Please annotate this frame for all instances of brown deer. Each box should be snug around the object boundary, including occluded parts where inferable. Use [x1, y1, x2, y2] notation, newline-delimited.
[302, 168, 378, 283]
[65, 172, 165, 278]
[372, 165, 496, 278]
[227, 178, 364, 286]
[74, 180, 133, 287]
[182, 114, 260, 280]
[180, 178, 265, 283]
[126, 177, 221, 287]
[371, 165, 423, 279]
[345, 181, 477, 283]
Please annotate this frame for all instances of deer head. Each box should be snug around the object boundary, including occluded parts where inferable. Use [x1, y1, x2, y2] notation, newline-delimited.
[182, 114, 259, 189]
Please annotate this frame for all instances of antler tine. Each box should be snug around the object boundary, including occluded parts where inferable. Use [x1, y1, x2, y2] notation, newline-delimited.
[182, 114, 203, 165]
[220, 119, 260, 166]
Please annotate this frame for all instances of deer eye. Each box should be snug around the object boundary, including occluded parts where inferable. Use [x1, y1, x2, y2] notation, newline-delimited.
* * *
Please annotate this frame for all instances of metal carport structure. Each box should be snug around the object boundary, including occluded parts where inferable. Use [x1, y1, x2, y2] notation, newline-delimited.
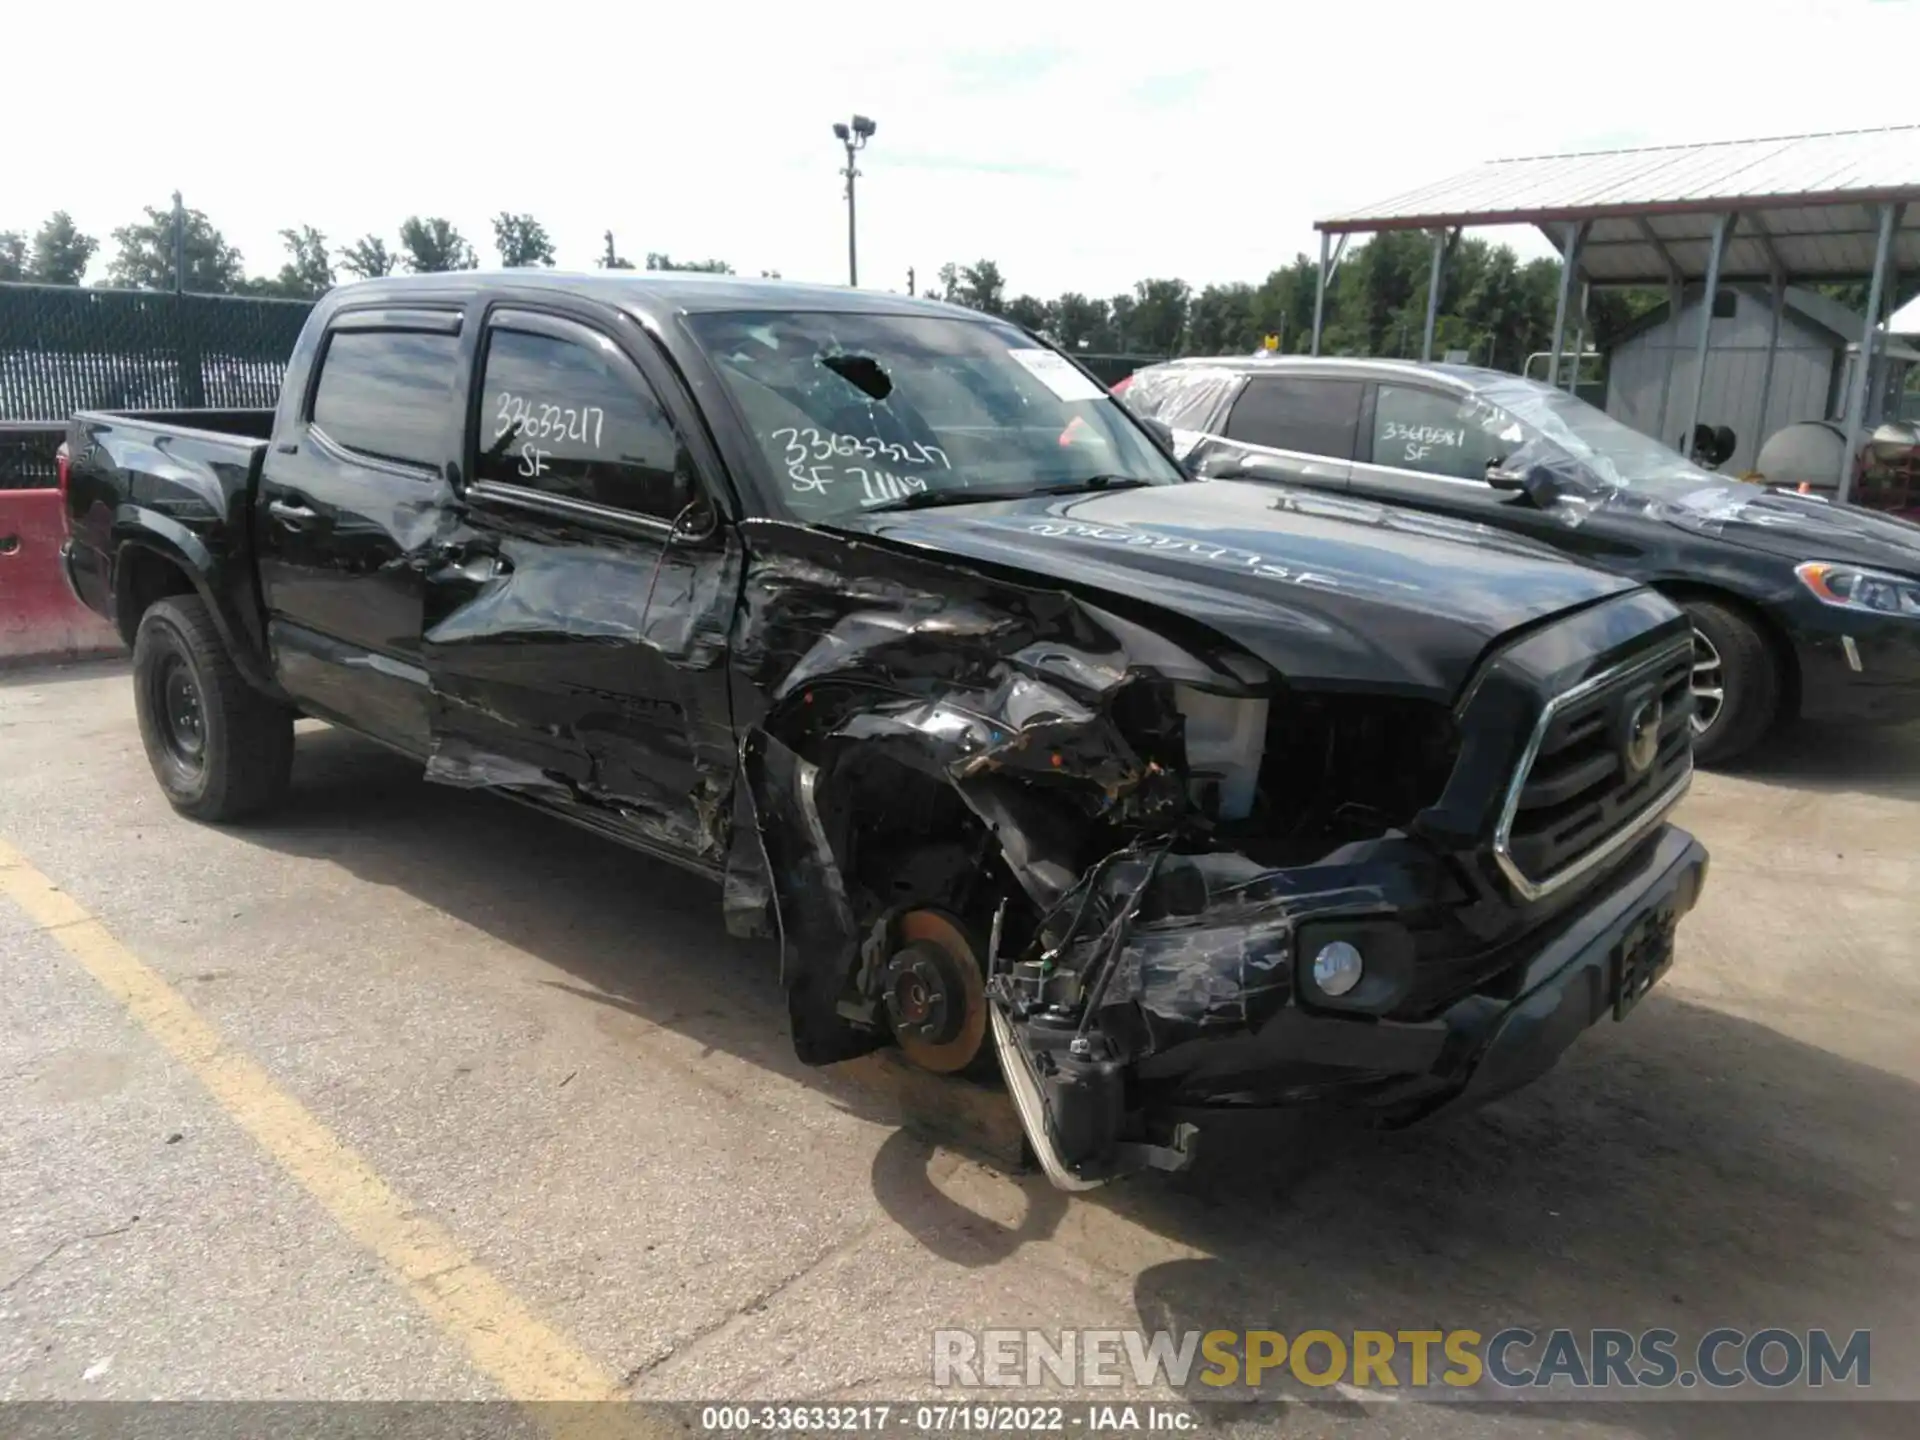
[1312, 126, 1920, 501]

◆ GOAL OF THE EXERCISE
Copy the records above exactly, beginning at the line that contains "Please annotate this frame for all instances of antler" and stopping after the line that contains "Please annotate this frame for all instances of deer eye.".

◆ SOLUTION TO THIS EXERCISE
Please annotate this frame for all instances of antler tine. Each box should be snug around the object boundary, including occluded parts where inferable. Use [x1, y1, x2, y2] notation, newline-delimited.
[182, 114, 203, 165]
[220, 119, 260, 166]
Please annotate this frame for all instances of deer eye. Each box should be snug around the object boundary, including occluded parts where inferable. Use [x1, y1, x2, y2] notation, newline-delimited.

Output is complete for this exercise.